>> begin Materials provided
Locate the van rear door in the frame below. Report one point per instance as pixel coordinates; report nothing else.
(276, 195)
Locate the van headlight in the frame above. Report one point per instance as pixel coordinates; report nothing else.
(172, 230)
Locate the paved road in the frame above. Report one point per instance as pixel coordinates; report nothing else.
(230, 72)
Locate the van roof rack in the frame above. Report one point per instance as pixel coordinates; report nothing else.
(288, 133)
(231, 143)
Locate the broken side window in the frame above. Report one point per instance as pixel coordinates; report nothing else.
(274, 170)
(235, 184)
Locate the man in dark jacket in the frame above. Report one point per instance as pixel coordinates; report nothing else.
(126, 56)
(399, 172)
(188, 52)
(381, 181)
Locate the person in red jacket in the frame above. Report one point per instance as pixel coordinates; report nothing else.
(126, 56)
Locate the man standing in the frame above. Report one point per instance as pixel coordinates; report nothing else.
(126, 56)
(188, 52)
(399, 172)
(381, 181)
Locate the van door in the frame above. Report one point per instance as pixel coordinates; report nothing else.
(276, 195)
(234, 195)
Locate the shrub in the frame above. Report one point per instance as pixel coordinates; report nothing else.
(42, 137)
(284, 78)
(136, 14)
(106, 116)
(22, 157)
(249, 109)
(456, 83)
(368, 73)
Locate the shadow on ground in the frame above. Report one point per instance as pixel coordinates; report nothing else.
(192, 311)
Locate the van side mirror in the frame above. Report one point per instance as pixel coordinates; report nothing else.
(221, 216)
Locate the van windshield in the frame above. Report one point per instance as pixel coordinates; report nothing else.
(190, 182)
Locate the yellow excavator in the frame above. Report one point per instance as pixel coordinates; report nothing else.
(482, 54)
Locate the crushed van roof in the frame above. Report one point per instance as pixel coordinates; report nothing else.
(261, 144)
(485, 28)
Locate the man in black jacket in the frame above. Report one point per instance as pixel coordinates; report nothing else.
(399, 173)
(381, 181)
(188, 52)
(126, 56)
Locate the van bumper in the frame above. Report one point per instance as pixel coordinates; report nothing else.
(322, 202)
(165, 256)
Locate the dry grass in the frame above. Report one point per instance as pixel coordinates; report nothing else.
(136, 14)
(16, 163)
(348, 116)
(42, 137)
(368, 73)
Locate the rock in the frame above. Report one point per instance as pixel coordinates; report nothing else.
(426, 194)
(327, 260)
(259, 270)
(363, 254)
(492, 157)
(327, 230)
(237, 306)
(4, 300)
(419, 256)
>> end Materials provided
- **Task details**: Replace every "van" in the lines above with "truck", and write out all the lines again with nothing else changed.

- **Complete answer**:
Locate the truck rear door in the frame below. Report one point per instance as pixel coordinates; report nothing else.
(276, 195)
Locate the truck headlight in the frame above. Report one point per instance as pixel coordinates; report nothing else.
(172, 230)
Locate the paved road in the frame above. Report one point per instance as pixel coordinates; report nothing else.
(230, 72)
Locate the truck roof rack in the frame above. Report one point per instance as pixel coordinates; report nothing else.
(288, 133)
(231, 143)
Locate the broken side window in the frame above. Report one point per instance as pixel coordinates; report nothing else.
(274, 170)
(235, 184)
Locate the man in dark jacket in the frame above. Report one point per instance as pixel coordinates; report nothing else.
(126, 56)
(399, 172)
(188, 52)
(381, 181)
Locate the person in red jacket in the frame above. Report one point per instance as pixel coordinates; report nothing else.
(126, 56)
Locate the man standing in the frame above. Report one point per instance as pixel coordinates; report nothing else.
(126, 56)
(188, 52)
(399, 172)
(381, 181)
Locate the truck door in the frame above. Report one point per instance as pixel coordinates; report nothing else.
(276, 195)
(234, 195)
Locate the shrub in the frame above. Report one point per instance as pixel coordinates; report nothing else.
(42, 137)
(284, 78)
(136, 14)
(106, 116)
(22, 157)
(249, 109)
(456, 83)
(368, 73)
Locate the shadow on ground in the frame above. Report one point per instance as pixel coordinates; report nothing else.
(192, 311)
Locate the truck side mirror in the frame above. Report one point per instance as pixel coordinates; report nothing else.
(221, 216)
Locate the truck windshield in the frame above. Report one point per instance as pixel coordinates; report nothing else.
(190, 182)
Locate the yellow excavator in the frame above. Report one point per instance as pixel coordinates; report nothing else.
(482, 54)
Locate the crushed truck roof in the frame above. Report one point per instance as pixel coordinates; report nothing else.
(261, 144)
(485, 28)
Locate the man in black jacket in the frame above. Report one point per instance as pixel coordinates; report nothing else.
(399, 173)
(381, 181)
(188, 52)
(126, 56)
Locate the truck bumper in the frame above. Report one point per instance as pixel coordinates; report nothing else.
(322, 202)
(165, 256)
Locate the dry grass in the frame above. Report one point per instance as pixel coordinates; report nothing else.
(136, 14)
(16, 163)
(348, 116)
(42, 137)
(368, 73)
Locate the rock in the frame above. Report one point per instance as pixel coordinates; report nothing else.
(426, 194)
(327, 260)
(259, 270)
(363, 254)
(492, 157)
(327, 230)
(237, 306)
(4, 300)
(419, 256)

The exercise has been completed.